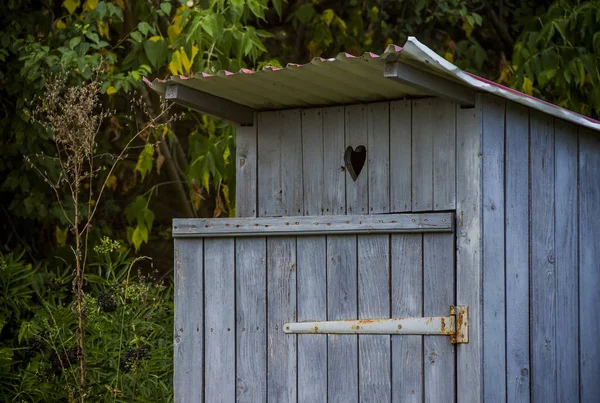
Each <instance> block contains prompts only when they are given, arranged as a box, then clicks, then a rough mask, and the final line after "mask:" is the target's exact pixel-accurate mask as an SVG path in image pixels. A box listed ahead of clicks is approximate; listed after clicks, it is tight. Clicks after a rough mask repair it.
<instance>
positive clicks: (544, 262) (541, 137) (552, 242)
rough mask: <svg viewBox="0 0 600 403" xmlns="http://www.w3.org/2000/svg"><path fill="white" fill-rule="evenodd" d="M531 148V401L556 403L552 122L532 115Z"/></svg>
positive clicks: (537, 115)
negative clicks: (531, 392)
mask: <svg viewBox="0 0 600 403" xmlns="http://www.w3.org/2000/svg"><path fill="white" fill-rule="evenodd" d="M530 147H531V151H530V172H531V193H530V194H531V316H532V317H531V320H532V321H533V325H532V327H531V330H532V335H531V336H532V337H531V360H532V363H531V369H532V371H531V381H532V383H531V387H532V400H533V401H535V402H555V401H556V299H555V295H556V267H555V264H554V263H555V256H556V255H555V249H554V232H555V227H554V167H555V165H554V122H553V119H552V118H551V117H549V116H547V115H544V114H542V113H541V112H534V111H531V115H530ZM561 230H562V229H561Z"/></svg>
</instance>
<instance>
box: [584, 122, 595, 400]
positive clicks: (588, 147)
mask: <svg viewBox="0 0 600 403" xmlns="http://www.w3.org/2000/svg"><path fill="white" fill-rule="evenodd" d="M598 178H600V140H599V139H598V133H597V132H593V131H591V130H589V129H583V128H579V186H580V187H579V192H580V193H579V346H580V349H579V357H580V358H579V359H580V362H579V368H580V369H579V370H580V374H581V379H580V398H581V401H582V402H593V401H596V400H597V398H598V396H600V382H598V380H599V379H600V360H599V359H598V357H600V343H598V335H599V334H600V315H598V309H597V307H598V306H599V305H600V294H599V293H598V290H600V261H599V259H598V256H600V243H599V242H598V239H600V221H599V220H598V205H600V187H599V186H598Z"/></svg>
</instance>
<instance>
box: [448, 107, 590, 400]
mask: <svg viewBox="0 0 600 403" xmlns="http://www.w3.org/2000/svg"><path fill="white" fill-rule="evenodd" d="M482 105H483V106H482V110H481V113H482V143H483V144H482V146H483V154H482V156H483V166H482V168H483V171H482V174H483V181H482V190H483V213H482V217H481V219H482V230H483V238H482V239H483V250H482V255H483V307H484V311H483V380H484V383H483V396H484V398H485V401H507V402H540V403H546V402H593V401H597V399H598V395H599V394H600V382H599V380H600V361H599V360H598V357H599V356H600V355H599V354H600V343H599V342H598V332H600V326H599V325H600V315H598V312H597V309H596V307H597V306H598V305H599V303H600V297H599V295H600V294H599V293H598V289H599V287H600V263H599V256H600V247H598V242H597V240H598V239H599V238H600V225H599V224H598V219H597V216H598V215H597V212H598V207H597V206H598V205H600V190H599V189H600V140H599V137H598V135H597V133H591V132H589V131H587V130H585V129H581V128H578V127H577V126H575V125H573V124H570V123H567V122H564V121H562V120H560V119H555V118H552V117H550V116H548V115H545V114H543V113H541V112H538V111H533V110H529V109H528V108H526V107H523V106H520V105H517V104H514V103H512V102H510V101H505V100H502V99H500V98H497V97H493V96H483V103H482ZM592 205H594V206H595V208H594V207H592ZM459 255H460V250H459ZM459 259H460V257H459ZM459 286H460V279H459ZM592 357H593V358H592ZM458 359H459V365H461V362H460V360H461V359H462V358H461V357H460V355H459V358H458ZM459 395H460V392H459Z"/></svg>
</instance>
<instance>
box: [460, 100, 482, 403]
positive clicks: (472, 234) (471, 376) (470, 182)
mask: <svg viewBox="0 0 600 403" xmlns="http://www.w3.org/2000/svg"><path fill="white" fill-rule="evenodd" d="M456 113H457V125H456V127H457V132H456V135H457V141H456V150H457V154H456V197H457V205H456V209H457V216H456V223H457V224H456V231H457V234H456V253H457V255H456V277H457V281H456V302H457V304H459V305H468V306H469V343H467V344H463V345H461V346H460V348H458V349H457V350H458V351H457V363H458V365H457V367H456V370H457V383H456V384H457V390H458V391H459V393H458V402H459V403H471V402H480V401H482V400H483V395H482V391H483V388H482V380H483V379H482V375H481V374H482V360H481V352H482V345H483V340H482V334H481V319H482V318H481V311H482V309H481V300H480V299H481V276H482V271H481V270H482V262H481V245H482V241H481V238H482V231H481V225H482V223H481V204H482V195H481V96H480V95H479V96H477V97H476V102H475V108H472V109H461V108H458V109H457V111H456Z"/></svg>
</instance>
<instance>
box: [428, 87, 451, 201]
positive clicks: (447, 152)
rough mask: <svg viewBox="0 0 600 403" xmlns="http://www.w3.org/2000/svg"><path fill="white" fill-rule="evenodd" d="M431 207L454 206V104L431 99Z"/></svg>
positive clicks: (436, 99) (448, 101) (444, 101)
mask: <svg viewBox="0 0 600 403" xmlns="http://www.w3.org/2000/svg"><path fill="white" fill-rule="evenodd" d="M433 119H434V124H435V128H436V130H435V134H434V135H433V209H434V210H454V208H455V207H456V104H455V103H454V102H451V101H447V100H443V99H439V98H437V99H435V100H434V101H433Z"/></svg>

★ ★ ★ ★ ★

*What is required*
Reproduce each line of the records in which the word "rough" appears.

*Written solution*
Each <instance> block contains prompts only when they are given, arranged as a box, then clicks, then a rough mask, and the final line after "mask:" is the target's exact pixel-accurate mask as an SVG path in image pixels. A box listed ahead of clicks is approximate; listed after clicks, it is tight. Clicks after a rough mask repair it.
rough mask: <svg viewBox="0 0 600 403" xmlns="http://www.w3.org/2000/svg"><path fill="white" fill-rule="evenodd" d="M531 148V401L556 403L552 122L532 115Z"/></svg>
rough mask: <svg viewBox="0 0 600 403" xmlns="http://www.w3.org/2000/svg"><path fill="white" fill-rule="evenodd" d="M431 207L454 206V104L431 99Z"/></svg>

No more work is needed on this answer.